Hard to believe, but we have reached the end of the NFL's 2012 regular season. Was it not that long ago that we had replacement referees and the Arizona Cardinals were 4-0? Yet here we are, days away from that last Sunday until next September in which all 32 teams will play a real game. Savor the moment.
Week 17 offers numerous playoff scenarios, the last two playoff berths, and one more attempt to rewrite the NFL record book. Here is your handy guide to what to watch for this Sunday. All 16 games are divisional rematches.
The Houston Texans (12-3) have been in the driver's seat of the AFC all season, yet a loss in Indianapolis (10-5) will likely push them all the way to the No. 3 seed, which means no first-round bye.
It is a very important game for Houston, which just beat the Colts 29-17 in a Week 15 game dominated by J.J. Watt. He has 20.5 sacks, eyeing Michael Strahan's record of 22.5 sacks set in 2001.
For the Colts, Bruce Arians had one of the finest runs ever as an interim coach, leading the team to a 9-3 record. Chuck Pagano triumphantly returns to the sidelines this week as his battle with leukemia continues to inspire this team of underdogs.
Despite their -42 scoring differential, the Colts are 10-5. They have done so by going 9-1 in games decided by 1-7 points. Andrew Luck has already set the rookie passing record (4,183 yards), and has tied the regular season record with seven game-winning drives.
While the Colts are locked into the No. 5 seed, they are still a young team that can use the experience against a quality opponent. It is hard to imagine they will not go all out for the win with Pagano's return. The Colts are 10-0 all time at home against Houston.
You can say Peyton Manning's injury last year helped pave the way for drafting Luck. Now Manning will be looking for some help in return, as a Colts' victory over Houston is the path for Manning's Broncos to get the No. 1 seed this year.
Jacksonville (2-13) has a slight chance of securing the No. 1 pick in the draft with a loss to Tennessee (5-10). The only other need is a Kansas City win in Denver, so good luck there. Think of your imminent future with Tim Tebow as a consolation prize, Jacksonville fans.

SUPPLIED ENTRIES:
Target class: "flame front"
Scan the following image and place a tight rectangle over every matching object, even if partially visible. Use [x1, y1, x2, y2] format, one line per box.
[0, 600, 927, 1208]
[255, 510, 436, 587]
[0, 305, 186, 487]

SET TASK 1:
From the Week 17 preview, duplicate the part that opens with the words containing "Week 17 offers" and closes with "set in 2001.".
SET TASK 2:
Using the Week 17 preview, mark each statement yes or no and quote the words that settle it: (a) The Colts are locked into the No. 5 seed. (b) Andrew Luck has broken the regular season record for game-winning drives. (c) J.J. Watt has already passed Michael Strahan's sack record.

CORRECT RESPONSE 1:
Week 17 offers numerous playoff scenarios, the last two playoff berths, and one more attempt to rewrite the NFL record book. Here is your handy guide to what to watch for this Sunday. All 16 games are divisional rematches.
The Houston Texans (12-3) have been in the driver's seat of the AFC all season, yet a loss in Indianapolis (10-5) will likely push them all the way to the No. 3 seed, which means no first-round bye.
It is a very important game for Houston, which just beat the Colts 29-17 in a Week 15 game dominated by J.J. Watt. He has 20.5 sacks, eyeing Michael Strahan's record of 22.5 sacks set in 2001.

CORRECT RESPONSE 2:
(a) Yes: "While the Colts are locked into the No. 5 seed"
(b) No: "has tied the regular season record with seven game-winning drives"
(c) No: "He has 20.5 sacks, eyeing Michael Strahan's record of 22.5 sacks set in 2001"